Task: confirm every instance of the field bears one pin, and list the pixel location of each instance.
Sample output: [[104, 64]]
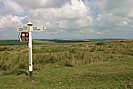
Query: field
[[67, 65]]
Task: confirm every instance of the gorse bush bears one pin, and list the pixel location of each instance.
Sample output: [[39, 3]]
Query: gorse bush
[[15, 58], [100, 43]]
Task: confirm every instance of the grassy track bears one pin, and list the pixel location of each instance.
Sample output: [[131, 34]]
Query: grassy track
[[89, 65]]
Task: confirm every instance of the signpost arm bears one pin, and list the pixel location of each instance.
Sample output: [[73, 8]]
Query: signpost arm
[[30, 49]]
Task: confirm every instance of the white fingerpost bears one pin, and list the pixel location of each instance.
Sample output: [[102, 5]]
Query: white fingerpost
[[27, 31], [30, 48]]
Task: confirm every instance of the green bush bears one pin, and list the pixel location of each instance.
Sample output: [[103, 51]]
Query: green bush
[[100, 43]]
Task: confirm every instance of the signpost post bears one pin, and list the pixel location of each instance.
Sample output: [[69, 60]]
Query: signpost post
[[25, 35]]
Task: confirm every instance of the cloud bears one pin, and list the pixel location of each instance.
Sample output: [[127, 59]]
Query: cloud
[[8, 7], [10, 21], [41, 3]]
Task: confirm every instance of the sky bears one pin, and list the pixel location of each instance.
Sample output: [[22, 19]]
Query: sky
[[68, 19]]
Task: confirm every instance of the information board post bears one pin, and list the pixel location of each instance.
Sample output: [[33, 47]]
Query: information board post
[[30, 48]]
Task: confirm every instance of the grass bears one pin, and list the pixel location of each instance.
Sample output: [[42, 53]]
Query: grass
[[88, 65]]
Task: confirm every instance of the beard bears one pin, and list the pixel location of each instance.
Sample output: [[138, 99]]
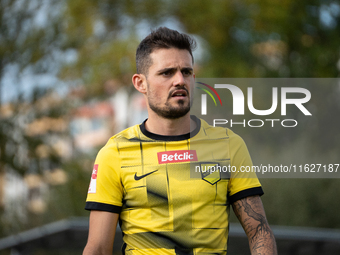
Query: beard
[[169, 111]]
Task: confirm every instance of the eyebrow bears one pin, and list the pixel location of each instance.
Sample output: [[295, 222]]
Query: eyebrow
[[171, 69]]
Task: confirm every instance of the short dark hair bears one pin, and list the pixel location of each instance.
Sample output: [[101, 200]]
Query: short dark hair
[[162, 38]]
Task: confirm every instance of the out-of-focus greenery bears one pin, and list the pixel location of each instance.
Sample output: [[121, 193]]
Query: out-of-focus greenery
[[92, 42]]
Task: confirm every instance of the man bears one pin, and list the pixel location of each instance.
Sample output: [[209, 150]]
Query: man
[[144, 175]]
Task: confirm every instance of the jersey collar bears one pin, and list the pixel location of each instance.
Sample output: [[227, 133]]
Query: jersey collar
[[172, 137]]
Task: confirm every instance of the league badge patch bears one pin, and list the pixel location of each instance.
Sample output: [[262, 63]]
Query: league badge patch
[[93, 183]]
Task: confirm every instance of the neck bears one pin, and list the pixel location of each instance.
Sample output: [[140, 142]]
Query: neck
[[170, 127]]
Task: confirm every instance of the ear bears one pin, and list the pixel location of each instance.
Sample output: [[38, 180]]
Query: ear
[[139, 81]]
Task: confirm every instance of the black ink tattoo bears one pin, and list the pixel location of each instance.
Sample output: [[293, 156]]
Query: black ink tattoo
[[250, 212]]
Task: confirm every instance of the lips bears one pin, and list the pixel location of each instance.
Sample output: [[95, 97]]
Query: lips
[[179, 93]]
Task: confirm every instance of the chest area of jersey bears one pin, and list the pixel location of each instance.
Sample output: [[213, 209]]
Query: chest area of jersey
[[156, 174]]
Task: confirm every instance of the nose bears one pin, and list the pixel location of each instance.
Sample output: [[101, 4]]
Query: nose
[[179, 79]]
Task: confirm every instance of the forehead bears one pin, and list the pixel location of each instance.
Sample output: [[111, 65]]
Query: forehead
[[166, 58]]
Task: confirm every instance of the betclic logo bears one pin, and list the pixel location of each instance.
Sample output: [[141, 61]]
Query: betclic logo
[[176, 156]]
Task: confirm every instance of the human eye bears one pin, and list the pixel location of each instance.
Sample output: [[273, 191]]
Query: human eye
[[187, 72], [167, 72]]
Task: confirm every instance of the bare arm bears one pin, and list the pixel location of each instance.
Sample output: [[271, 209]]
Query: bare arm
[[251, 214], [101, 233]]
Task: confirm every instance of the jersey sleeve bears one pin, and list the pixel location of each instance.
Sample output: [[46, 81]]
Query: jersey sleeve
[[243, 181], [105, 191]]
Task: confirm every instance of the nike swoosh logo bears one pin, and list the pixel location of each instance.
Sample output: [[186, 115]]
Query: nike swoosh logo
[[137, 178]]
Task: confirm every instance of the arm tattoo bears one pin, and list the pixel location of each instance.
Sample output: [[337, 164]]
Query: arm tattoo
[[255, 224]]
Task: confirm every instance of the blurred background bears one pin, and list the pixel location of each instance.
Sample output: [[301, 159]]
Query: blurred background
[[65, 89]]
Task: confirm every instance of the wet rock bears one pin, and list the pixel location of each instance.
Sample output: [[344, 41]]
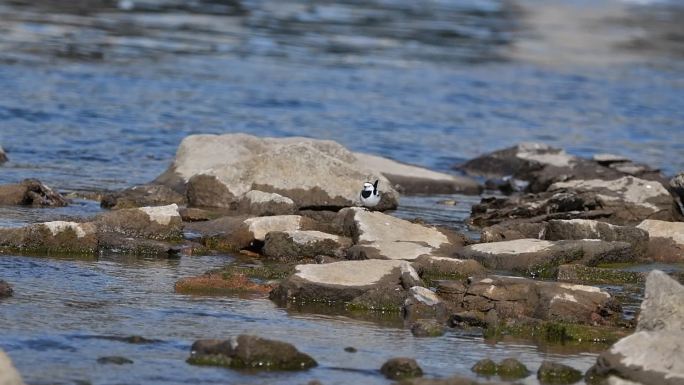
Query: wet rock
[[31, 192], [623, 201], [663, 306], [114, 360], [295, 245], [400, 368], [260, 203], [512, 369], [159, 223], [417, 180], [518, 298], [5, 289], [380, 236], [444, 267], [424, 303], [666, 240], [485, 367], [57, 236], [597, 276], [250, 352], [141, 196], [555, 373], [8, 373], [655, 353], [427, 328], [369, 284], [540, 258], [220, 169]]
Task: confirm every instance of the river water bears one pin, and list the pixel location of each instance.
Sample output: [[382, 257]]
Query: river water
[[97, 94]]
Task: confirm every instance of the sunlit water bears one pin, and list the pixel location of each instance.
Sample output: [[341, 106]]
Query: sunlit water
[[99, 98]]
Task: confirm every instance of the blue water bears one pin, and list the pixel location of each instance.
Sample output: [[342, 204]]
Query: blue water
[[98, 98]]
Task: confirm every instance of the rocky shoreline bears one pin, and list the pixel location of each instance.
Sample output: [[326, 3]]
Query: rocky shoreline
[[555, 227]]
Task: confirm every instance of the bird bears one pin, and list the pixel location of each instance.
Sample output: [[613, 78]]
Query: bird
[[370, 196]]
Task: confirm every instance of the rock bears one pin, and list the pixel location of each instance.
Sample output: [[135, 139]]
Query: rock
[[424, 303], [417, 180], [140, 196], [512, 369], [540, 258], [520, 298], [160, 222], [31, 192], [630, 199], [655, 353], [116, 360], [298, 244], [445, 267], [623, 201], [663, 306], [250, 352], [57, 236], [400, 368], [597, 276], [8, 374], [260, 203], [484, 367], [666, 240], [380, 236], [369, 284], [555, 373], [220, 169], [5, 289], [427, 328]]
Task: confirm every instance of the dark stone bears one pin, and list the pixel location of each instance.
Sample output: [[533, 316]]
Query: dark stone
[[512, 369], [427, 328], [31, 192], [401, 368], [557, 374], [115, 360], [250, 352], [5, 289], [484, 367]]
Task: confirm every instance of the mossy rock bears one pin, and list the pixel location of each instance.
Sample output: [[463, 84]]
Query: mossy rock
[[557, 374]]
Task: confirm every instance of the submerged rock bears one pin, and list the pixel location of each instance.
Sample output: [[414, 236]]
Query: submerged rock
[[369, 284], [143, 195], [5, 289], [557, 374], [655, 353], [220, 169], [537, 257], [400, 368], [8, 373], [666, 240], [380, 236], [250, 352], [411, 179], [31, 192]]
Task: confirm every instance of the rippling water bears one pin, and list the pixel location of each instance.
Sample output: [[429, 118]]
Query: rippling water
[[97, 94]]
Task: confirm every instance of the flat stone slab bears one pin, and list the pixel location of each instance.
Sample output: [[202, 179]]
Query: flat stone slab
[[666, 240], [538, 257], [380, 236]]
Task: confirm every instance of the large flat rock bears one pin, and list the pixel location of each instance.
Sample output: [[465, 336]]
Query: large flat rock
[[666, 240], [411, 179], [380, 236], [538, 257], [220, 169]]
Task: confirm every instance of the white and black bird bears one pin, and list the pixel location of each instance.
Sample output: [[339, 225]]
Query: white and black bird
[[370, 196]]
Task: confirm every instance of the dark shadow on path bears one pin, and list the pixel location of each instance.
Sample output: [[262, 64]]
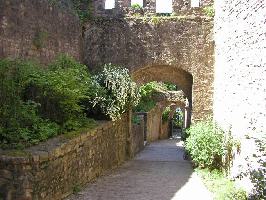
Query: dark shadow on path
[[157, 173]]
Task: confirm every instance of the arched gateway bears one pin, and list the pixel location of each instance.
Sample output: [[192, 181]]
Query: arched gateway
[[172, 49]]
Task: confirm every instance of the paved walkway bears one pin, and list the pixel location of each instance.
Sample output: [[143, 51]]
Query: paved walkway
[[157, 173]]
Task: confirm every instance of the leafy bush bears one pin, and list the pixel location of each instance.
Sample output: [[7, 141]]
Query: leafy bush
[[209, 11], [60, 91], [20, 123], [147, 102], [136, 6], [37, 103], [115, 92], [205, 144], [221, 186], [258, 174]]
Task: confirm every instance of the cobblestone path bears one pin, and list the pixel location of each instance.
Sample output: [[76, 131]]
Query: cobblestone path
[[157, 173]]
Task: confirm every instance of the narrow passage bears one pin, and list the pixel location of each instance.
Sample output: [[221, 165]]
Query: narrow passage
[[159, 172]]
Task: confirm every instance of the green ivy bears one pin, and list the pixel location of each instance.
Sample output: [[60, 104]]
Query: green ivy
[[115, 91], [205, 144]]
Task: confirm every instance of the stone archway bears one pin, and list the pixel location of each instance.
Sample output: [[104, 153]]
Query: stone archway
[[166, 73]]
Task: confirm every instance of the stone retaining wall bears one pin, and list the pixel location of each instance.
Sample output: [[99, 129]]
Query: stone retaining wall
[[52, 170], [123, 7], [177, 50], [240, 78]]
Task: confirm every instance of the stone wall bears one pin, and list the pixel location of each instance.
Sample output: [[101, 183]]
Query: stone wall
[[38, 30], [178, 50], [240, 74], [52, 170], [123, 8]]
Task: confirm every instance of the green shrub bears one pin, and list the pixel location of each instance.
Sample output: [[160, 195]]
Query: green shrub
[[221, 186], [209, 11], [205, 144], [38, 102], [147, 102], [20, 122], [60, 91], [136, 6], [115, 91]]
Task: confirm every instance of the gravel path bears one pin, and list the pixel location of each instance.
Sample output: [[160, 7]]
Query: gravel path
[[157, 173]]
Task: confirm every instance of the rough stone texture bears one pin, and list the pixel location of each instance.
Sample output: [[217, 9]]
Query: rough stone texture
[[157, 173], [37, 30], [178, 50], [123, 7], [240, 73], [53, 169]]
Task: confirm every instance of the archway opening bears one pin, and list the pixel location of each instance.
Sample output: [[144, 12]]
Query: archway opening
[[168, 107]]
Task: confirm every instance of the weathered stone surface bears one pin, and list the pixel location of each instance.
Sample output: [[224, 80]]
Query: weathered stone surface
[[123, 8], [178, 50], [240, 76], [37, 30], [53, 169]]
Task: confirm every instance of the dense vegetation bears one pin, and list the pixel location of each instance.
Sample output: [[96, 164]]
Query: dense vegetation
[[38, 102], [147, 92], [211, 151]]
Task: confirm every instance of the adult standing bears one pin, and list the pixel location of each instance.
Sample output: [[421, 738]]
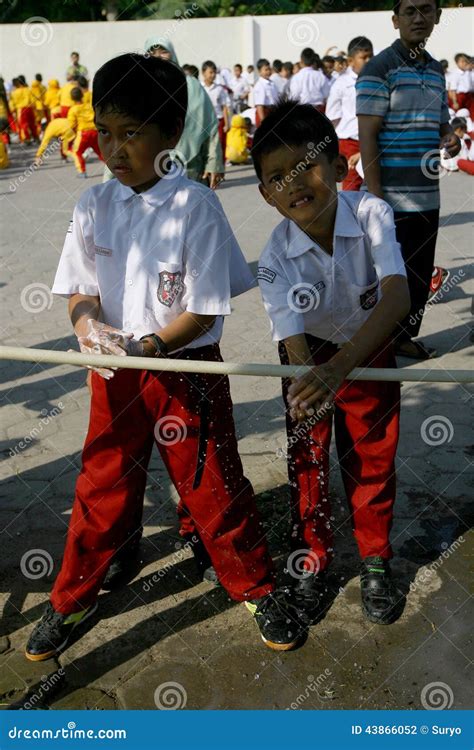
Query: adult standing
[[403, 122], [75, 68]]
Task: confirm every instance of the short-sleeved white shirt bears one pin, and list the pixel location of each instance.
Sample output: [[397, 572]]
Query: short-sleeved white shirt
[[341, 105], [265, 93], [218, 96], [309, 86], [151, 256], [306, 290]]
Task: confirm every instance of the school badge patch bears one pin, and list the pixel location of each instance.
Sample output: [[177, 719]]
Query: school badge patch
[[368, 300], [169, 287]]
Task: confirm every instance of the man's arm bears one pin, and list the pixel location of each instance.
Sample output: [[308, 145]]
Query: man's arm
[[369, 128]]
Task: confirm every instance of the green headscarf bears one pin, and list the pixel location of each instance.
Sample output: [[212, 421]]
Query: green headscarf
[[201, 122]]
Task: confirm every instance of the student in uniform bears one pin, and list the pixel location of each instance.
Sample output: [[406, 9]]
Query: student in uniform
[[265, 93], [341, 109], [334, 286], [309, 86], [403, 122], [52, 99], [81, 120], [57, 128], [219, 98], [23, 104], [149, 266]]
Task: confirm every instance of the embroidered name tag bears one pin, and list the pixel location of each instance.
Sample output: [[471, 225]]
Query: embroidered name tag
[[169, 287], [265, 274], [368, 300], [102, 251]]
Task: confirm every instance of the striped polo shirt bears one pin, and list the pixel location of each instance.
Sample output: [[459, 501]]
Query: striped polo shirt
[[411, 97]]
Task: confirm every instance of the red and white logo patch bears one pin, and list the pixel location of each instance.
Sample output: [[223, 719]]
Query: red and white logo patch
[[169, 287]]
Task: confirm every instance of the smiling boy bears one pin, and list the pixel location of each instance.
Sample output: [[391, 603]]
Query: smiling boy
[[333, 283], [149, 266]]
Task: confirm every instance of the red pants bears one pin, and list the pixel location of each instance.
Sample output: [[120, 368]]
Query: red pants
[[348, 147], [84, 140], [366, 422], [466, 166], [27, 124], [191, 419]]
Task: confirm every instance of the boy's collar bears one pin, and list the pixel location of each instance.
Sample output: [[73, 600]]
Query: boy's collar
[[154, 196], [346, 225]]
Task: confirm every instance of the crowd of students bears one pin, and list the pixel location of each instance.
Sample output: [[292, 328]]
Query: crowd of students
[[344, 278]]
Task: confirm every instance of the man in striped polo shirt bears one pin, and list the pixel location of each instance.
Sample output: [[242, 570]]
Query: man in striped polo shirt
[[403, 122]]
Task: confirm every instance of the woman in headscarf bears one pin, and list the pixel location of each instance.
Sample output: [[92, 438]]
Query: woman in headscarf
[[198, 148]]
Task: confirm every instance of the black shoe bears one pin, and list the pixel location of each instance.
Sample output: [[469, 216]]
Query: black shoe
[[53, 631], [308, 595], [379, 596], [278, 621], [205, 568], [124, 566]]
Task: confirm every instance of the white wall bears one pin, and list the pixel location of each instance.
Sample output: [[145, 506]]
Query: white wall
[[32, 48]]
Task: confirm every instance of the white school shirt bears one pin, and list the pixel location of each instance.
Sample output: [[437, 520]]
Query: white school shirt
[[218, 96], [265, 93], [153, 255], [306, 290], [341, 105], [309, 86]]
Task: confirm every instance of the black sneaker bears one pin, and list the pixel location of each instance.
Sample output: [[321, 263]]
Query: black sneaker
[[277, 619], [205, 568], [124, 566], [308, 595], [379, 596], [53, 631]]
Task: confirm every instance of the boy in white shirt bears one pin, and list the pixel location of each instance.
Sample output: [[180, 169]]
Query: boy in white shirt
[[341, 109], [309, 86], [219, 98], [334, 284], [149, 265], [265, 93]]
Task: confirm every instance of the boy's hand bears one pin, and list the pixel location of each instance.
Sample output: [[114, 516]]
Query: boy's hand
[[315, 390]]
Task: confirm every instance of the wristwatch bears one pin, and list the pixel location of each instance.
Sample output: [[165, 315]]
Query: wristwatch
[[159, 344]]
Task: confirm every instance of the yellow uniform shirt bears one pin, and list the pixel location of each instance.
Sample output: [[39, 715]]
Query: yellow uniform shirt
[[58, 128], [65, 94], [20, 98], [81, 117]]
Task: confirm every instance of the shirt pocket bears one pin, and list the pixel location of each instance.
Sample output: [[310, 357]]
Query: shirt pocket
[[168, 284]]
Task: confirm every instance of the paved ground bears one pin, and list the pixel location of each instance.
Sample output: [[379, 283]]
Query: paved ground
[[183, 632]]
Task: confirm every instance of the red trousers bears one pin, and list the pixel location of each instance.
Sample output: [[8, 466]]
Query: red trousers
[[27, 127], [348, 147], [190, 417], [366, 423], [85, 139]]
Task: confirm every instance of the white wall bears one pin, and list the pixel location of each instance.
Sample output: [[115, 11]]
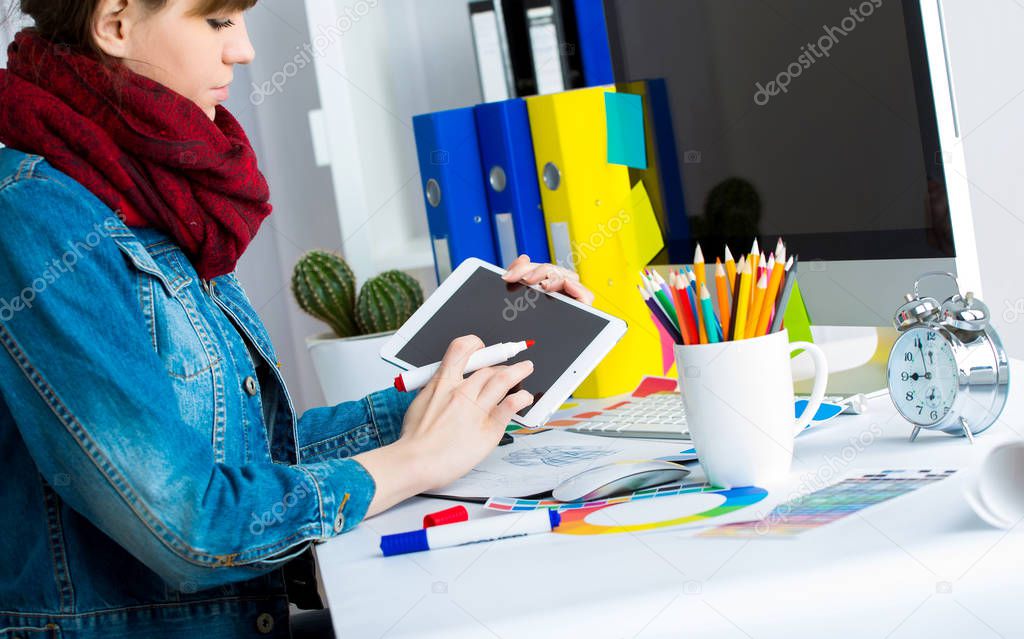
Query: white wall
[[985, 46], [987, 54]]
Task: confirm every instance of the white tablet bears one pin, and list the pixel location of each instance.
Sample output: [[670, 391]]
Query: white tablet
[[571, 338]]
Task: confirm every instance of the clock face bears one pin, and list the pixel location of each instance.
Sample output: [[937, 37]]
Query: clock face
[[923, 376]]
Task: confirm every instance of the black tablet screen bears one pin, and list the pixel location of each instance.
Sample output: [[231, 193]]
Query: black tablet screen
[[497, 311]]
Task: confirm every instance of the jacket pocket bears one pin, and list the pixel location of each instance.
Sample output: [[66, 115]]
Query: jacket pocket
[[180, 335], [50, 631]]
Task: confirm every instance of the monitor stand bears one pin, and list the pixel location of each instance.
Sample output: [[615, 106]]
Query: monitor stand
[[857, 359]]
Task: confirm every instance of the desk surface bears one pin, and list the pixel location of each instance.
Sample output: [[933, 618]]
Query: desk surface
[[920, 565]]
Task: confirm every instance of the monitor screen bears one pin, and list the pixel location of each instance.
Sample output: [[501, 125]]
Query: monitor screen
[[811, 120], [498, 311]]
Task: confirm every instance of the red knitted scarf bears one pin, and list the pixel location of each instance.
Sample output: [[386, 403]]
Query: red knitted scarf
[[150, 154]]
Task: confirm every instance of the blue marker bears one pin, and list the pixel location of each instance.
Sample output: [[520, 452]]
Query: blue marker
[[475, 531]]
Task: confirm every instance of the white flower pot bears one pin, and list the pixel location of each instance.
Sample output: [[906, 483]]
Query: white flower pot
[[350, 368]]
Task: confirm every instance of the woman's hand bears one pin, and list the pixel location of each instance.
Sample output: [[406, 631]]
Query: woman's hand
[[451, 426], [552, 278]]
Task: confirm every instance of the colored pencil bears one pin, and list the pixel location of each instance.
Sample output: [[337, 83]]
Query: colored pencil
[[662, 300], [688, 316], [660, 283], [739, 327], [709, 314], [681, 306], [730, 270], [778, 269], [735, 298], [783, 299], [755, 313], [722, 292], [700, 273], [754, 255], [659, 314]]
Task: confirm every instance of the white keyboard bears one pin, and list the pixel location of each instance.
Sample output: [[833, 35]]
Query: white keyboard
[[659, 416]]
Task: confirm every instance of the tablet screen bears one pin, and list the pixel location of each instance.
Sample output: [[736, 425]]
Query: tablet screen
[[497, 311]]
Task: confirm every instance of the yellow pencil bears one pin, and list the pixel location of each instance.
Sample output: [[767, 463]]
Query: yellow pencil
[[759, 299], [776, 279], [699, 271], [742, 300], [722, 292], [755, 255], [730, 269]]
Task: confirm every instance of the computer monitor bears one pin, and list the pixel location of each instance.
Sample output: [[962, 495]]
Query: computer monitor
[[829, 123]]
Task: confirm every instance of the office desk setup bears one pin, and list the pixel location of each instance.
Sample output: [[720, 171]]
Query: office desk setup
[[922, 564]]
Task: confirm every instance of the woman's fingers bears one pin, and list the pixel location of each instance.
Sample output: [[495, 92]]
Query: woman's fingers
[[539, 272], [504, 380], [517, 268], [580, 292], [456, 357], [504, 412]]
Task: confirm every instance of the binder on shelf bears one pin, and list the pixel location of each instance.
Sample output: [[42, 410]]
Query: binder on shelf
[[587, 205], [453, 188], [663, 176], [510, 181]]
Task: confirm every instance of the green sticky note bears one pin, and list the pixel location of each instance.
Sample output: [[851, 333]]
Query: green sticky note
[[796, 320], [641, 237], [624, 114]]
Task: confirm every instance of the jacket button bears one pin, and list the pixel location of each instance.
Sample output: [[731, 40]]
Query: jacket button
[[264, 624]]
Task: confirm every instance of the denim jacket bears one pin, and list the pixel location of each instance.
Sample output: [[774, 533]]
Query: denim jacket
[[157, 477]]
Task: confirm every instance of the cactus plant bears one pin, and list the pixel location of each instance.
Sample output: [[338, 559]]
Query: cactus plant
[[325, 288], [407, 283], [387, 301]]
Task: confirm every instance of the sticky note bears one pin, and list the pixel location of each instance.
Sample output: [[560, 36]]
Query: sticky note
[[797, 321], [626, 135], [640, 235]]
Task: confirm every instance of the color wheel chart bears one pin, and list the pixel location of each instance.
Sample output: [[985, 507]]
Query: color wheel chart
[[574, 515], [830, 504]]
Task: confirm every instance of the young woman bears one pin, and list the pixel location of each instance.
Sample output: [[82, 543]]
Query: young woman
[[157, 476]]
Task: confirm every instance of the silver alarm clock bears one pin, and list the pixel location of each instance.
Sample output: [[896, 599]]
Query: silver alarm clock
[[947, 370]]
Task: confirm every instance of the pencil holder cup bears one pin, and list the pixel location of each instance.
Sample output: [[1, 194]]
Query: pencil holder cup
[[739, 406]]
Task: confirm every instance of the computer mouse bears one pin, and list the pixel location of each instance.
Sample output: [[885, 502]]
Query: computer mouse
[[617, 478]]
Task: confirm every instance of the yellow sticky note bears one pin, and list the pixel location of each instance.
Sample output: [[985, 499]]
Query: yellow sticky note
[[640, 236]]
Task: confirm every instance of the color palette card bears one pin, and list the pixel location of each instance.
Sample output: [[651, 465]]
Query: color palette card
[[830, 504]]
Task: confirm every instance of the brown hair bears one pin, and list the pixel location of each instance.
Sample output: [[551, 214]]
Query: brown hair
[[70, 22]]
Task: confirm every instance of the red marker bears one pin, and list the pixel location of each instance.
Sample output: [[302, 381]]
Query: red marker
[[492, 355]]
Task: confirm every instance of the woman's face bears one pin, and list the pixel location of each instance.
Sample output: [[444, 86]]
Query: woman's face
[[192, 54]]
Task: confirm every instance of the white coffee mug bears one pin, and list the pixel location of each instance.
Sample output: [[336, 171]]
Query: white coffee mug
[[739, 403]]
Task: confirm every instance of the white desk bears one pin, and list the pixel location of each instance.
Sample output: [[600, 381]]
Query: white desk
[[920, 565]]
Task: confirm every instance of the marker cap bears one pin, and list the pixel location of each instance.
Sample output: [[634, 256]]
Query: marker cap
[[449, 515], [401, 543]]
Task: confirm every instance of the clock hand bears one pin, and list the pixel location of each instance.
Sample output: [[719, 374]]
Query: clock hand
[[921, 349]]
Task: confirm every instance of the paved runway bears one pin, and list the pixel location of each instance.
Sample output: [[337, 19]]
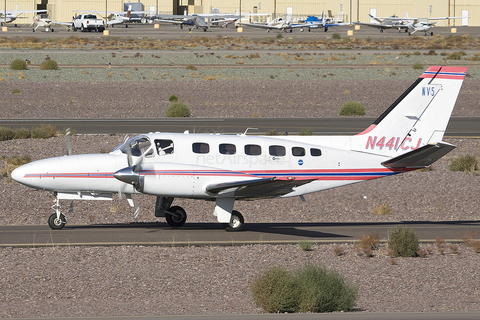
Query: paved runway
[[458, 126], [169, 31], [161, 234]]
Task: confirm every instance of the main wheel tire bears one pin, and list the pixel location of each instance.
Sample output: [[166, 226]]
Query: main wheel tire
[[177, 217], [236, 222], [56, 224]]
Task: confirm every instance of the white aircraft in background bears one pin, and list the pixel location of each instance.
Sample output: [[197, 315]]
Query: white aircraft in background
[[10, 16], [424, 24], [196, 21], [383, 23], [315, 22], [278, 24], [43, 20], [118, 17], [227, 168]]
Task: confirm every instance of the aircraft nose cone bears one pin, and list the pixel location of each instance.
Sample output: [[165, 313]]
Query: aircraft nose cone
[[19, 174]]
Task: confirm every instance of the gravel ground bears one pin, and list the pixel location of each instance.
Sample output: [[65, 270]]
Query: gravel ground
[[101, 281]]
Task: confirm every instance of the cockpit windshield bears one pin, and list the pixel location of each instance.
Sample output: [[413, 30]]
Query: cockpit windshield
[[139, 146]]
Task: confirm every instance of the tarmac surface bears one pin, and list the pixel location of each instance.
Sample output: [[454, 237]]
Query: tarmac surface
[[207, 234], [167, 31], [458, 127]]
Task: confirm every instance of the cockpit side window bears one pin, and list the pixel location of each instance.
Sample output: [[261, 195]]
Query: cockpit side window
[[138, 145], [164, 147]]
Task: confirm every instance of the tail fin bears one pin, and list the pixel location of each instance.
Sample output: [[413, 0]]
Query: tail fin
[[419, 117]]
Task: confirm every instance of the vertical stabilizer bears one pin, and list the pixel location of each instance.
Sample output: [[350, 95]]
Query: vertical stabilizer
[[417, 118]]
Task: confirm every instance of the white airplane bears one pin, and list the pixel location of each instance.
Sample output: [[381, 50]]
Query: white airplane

+ + + + +

Write out verbatim the lines from the line containing "Task: confirm every instance of the red pants" through the line containing "124], [191, 419]]", with both of those lines included.

Task: confirm every instance of the red pants bears one pin, and list the pixel location of each instance.
Sample output: [[120, 368]]
Query: red pants
[[348, 147], [84, 140], [366, 422], [466, 166], [27, 124], [191, 419]]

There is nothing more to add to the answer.